Stored data entries:
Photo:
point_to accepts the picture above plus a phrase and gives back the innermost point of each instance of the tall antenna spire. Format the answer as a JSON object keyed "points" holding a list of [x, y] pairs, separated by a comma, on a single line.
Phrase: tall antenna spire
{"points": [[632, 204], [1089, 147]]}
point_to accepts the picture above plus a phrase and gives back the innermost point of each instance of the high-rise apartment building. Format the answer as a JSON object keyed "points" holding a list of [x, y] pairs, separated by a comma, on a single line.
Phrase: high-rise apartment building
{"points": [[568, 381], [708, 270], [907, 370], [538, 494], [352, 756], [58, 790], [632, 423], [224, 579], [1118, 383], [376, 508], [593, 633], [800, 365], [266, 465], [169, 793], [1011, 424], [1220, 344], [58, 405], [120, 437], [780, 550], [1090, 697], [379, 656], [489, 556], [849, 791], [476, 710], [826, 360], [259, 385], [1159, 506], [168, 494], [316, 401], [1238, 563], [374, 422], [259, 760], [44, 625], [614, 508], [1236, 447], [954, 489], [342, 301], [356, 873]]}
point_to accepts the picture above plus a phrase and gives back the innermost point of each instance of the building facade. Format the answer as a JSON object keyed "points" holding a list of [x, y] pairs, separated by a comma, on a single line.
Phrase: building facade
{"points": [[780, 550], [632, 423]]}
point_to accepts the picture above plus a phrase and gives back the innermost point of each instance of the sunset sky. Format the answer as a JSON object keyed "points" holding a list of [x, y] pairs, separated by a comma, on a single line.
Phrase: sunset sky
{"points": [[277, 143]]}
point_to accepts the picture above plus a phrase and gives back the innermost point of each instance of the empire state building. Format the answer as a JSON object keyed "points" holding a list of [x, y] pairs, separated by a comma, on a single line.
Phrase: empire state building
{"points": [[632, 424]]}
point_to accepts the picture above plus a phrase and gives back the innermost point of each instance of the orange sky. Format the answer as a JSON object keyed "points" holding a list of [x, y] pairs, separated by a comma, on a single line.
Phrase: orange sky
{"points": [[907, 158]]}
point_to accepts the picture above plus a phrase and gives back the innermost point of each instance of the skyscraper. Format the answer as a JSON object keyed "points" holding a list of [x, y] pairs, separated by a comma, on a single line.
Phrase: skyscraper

[Your assignment] Every record must appear in the answer exactly as written.

[Exercise response]
Photo:
point_to accepts the picture above plus a phrase and gives back the innermost point of each instance of the tall antenna spire. Format the answer as a JSON object keyed "points" holding a list of [x, y] pairs, separated by a comma, on a single line.
Phrase: tall antenna spire
{"points": [[632, 204], [1089, 147]]}
point_to accepts the picture above plus a phrase and gives back the innermost point of each instance of the high-rise apartment building. Format the answer as a JSON object keyed "points" holding a list of [x, y] pairs, separated by a comma, on a single line.
Phrase: high-rise apartment building
{"points": [[568, 381], [708, 270], [907, 370], [538, 494], [352, 756], [58, 790], [632, 423], [224, 579], [1118, 383], [376, 508], [593, 633], [800, 365], [266, 465], [169, 793], [1011, 424], [1220, 344], [58, 405], [120, 437], [780, 550], [1090, 697], [379, 656], [489, 556], [849, 791], [476, 710], [826, 360], [259, 385], [1159, 506], [168, 494], [316, 401], [1238, 563], [374, 422], [259, 760], [44, 625], [614, 508], [1236, 447], [954, 489], [342, 301], [356, 873]]}
point_to accepts the picture above plus a phrase and gives back the innermost point of each instance of the building facade. Format the answer as a JSON object keyed "points" holding a list of [x, y] pairs, separated by a comma, on a single line.
Phrase: building facade
{"points": [[780, 550], [632, 423]]}
point_to accepts the picture above plus a phrase and gives back the innermost point of each instance of the sunset sky. Format the answer as a JSON object keyed "points" holding a list of [x, y] pairs, separated by a comma, on a single line.
Phrase: sunset sky
{"points": [[277, 143]]}
point_to accepts the picture above plus a phrase and gives back the innermost point of each instance of the empire state building. Format the answer as a JSON object keyed "points" holding a list of [x, y] pairs, separated by a comma, on a single line.
Phrase: empire state building
{"points": [[632, 424]]}
point_to accepts the picture above plus a phrase and gives back the innermost point of each instance of the orange sky. Format the answer as a JSON object keyed "points" holding a list of [x, y] pairs, separated by a comma, on a single line.
Phrase: orange sky
{"points": [[907, 158]]}
point_to accepts the picture above plus a phrase and gives back the innermost point of each instance of the skyscraper. Format the answer as a JSON object keyed "points" holding a list of [x, y] pairs, separated by a comma, on a single line.
Phrase: skyscraper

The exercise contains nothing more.